What needs to be done
Filter the records below and copy out every line that contains the word "banjo".

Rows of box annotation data
● ● ●

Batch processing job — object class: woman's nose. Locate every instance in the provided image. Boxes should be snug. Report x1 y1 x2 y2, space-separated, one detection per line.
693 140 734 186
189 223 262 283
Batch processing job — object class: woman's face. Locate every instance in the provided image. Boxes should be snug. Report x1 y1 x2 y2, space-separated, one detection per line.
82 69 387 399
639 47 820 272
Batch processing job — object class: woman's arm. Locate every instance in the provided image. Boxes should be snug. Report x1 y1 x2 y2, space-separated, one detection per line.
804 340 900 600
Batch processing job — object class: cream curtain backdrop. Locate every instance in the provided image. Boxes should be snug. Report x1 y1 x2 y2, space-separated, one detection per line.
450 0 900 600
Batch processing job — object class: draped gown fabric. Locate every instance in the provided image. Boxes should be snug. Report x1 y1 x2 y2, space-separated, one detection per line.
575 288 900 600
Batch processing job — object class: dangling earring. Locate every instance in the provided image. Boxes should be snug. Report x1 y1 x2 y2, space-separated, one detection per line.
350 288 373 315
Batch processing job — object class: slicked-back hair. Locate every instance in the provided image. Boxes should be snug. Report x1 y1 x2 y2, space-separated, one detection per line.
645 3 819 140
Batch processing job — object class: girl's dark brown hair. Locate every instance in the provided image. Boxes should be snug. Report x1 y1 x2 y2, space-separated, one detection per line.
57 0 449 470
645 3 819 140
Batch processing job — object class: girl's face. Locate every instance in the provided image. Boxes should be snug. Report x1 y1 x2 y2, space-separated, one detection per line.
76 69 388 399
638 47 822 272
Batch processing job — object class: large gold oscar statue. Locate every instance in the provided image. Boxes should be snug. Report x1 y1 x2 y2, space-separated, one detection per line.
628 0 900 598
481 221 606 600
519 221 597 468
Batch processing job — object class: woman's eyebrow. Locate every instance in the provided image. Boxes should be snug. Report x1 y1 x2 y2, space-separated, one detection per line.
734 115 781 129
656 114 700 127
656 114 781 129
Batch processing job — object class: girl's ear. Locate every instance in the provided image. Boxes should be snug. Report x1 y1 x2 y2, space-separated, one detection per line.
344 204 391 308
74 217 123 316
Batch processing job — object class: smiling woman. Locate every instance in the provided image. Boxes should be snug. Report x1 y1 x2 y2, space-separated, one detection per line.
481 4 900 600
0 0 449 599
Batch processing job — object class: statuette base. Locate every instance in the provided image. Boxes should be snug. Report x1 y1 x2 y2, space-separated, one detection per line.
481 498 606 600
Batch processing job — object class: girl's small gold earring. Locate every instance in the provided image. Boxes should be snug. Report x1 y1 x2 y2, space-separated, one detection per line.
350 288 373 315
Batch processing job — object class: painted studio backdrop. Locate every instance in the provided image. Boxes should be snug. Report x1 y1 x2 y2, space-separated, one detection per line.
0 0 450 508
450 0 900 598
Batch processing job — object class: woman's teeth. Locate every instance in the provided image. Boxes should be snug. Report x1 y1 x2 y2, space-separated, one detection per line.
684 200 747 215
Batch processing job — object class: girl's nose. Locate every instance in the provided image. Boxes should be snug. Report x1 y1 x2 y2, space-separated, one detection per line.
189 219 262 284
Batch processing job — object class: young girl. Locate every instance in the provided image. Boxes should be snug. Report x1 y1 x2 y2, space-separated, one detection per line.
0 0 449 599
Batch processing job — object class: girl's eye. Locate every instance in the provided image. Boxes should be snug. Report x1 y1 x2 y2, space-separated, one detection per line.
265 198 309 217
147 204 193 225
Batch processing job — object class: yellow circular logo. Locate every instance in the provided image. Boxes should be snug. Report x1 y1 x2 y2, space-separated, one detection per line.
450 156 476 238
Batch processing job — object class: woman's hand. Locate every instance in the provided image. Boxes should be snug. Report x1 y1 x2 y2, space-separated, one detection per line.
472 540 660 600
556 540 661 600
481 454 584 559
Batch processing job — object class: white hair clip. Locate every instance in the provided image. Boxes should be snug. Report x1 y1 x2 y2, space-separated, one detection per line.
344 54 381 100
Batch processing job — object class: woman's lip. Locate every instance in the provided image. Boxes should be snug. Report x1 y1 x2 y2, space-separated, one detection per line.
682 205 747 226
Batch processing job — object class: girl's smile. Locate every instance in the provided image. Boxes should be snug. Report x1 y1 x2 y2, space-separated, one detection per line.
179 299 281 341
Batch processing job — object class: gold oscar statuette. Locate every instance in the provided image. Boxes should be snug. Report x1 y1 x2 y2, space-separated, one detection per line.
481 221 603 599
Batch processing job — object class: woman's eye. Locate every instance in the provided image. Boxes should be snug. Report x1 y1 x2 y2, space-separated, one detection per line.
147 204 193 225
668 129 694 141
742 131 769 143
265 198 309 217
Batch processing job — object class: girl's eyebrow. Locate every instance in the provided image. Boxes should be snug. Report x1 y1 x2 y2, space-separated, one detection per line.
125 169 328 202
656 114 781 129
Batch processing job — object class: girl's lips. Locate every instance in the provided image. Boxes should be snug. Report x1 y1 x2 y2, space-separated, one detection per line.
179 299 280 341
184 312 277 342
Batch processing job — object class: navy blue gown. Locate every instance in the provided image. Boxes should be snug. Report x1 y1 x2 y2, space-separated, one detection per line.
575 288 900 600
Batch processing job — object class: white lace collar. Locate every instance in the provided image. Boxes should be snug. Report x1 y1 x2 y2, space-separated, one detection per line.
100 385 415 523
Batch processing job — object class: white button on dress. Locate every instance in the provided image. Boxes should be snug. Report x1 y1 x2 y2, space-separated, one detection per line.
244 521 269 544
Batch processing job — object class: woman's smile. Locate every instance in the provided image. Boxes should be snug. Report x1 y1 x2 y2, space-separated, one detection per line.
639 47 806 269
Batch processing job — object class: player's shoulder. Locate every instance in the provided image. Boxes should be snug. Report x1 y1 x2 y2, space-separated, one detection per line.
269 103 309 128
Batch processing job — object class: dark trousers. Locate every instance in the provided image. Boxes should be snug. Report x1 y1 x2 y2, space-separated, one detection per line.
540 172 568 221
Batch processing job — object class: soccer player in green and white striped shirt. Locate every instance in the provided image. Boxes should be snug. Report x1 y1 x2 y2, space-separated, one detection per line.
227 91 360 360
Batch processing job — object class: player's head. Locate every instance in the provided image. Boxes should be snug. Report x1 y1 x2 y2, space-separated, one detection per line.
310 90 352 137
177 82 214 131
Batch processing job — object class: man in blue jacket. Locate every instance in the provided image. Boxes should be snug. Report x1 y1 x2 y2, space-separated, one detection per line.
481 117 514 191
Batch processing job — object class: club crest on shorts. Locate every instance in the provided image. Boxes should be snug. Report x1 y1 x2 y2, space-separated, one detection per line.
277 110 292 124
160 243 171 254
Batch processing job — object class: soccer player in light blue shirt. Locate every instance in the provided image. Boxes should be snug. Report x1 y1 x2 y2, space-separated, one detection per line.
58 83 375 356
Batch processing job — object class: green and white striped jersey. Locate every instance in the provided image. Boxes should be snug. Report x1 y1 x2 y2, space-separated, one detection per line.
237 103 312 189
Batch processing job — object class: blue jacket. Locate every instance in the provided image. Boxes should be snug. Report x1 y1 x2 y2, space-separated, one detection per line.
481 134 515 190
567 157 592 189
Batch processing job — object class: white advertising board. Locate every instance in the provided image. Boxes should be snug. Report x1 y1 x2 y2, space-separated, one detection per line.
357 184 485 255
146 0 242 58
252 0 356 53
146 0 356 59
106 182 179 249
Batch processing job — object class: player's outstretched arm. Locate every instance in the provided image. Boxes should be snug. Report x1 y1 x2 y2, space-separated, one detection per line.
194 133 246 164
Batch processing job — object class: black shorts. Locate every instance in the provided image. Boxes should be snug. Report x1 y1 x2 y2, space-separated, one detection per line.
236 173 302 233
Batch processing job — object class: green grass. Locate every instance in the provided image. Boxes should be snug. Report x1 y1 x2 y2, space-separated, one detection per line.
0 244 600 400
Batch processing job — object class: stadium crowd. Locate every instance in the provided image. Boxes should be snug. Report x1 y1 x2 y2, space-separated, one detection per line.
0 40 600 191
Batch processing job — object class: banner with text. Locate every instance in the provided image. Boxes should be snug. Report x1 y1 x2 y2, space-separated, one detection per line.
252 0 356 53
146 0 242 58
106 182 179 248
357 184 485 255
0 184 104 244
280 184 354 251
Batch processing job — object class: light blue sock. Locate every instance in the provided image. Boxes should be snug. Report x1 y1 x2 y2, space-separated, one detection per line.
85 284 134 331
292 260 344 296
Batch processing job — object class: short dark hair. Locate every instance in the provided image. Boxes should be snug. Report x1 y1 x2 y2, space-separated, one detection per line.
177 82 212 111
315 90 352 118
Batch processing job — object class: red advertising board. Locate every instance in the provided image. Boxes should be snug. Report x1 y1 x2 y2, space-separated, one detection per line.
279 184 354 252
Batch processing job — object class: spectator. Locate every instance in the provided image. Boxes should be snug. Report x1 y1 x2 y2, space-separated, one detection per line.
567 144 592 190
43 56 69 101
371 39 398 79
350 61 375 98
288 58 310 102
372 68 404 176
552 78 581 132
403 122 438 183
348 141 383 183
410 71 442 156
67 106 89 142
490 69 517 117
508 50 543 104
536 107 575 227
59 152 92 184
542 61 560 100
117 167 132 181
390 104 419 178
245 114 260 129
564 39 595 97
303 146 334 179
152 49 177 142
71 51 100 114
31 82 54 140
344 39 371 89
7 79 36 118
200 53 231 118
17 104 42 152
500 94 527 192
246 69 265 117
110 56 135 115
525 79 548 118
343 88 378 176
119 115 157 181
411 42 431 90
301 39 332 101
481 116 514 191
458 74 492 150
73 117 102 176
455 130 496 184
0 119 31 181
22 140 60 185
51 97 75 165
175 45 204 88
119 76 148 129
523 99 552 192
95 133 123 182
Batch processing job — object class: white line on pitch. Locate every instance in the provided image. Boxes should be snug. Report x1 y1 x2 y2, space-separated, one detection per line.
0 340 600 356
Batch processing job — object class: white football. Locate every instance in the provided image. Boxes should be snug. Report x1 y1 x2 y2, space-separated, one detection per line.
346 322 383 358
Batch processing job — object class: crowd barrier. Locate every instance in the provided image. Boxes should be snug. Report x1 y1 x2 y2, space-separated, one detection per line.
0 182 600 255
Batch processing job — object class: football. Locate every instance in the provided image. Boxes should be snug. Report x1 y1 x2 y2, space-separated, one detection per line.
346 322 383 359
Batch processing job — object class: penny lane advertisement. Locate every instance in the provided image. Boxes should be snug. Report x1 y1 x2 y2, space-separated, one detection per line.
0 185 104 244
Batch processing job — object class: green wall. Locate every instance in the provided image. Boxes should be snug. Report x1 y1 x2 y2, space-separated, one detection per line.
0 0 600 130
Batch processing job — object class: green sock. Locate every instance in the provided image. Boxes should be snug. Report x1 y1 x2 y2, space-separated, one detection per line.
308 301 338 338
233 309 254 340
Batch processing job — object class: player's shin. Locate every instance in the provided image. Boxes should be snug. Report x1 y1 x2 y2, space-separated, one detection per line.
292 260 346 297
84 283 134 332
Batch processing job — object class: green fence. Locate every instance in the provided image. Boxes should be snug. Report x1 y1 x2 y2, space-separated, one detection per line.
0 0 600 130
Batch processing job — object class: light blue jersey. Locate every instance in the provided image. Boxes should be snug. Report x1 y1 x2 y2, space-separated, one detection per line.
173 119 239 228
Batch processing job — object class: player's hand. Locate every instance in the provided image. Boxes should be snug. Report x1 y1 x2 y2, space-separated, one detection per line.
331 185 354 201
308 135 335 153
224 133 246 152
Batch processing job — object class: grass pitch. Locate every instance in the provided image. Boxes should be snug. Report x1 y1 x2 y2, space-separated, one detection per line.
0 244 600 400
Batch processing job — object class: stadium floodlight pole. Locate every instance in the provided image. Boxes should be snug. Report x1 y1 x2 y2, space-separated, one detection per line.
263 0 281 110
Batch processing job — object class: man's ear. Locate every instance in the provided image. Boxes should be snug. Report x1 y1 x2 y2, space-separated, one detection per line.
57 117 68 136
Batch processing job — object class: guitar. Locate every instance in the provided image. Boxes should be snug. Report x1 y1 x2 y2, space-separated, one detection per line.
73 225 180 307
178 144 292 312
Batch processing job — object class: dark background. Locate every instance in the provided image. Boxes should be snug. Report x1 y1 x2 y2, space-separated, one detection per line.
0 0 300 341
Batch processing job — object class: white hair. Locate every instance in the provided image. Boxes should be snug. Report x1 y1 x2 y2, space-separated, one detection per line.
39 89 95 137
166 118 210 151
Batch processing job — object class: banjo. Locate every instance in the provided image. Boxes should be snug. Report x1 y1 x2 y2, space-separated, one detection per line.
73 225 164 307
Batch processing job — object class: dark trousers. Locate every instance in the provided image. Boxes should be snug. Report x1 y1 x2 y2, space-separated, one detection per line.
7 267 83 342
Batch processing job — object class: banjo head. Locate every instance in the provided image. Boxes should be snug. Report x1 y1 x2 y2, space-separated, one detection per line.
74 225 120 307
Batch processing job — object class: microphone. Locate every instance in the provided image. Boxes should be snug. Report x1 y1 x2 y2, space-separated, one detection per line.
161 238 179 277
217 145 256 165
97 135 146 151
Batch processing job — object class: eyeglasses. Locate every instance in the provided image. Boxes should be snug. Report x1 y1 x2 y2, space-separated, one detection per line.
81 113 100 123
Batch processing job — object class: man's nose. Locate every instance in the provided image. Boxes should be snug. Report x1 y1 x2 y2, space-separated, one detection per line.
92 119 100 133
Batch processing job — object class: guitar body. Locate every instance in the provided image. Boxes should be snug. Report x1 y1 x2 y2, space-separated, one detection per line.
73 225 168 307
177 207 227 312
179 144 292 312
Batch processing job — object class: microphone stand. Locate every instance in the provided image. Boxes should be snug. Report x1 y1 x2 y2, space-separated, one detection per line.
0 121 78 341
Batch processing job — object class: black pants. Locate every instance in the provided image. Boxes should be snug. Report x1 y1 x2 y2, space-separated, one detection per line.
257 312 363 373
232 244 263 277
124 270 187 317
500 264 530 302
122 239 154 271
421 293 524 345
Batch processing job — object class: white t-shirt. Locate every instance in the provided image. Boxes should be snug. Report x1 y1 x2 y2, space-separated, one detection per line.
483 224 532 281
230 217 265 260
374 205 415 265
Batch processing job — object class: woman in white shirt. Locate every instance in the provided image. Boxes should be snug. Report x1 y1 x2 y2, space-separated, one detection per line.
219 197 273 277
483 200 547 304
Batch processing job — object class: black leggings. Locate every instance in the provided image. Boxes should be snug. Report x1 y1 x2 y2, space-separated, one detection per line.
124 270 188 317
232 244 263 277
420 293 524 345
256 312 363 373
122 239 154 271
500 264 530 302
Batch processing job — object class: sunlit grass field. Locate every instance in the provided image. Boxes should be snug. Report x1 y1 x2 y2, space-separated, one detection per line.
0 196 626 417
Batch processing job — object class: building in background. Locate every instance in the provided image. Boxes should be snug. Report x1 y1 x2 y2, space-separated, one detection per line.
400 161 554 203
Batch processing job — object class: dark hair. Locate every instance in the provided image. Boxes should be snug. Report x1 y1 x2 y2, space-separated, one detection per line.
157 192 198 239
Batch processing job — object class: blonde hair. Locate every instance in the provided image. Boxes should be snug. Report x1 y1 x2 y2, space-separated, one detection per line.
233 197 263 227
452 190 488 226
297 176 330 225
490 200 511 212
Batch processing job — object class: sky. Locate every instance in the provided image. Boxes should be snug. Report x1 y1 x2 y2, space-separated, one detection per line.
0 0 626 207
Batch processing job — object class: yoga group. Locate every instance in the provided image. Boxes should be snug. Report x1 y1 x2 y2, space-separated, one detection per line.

● ● ●

Answer to this problem
Batch processing job — object class: banjo. Locate every instance in the provided image. Boxes should be snug. Report x1 y1 x2 y2, space-separated, one detection per line.
Batch processing job — object class: banjo head. Locate every instance in the provided image. Boxes should be snug. Report x1 y1 x2 y2, space-separated, one detection per line.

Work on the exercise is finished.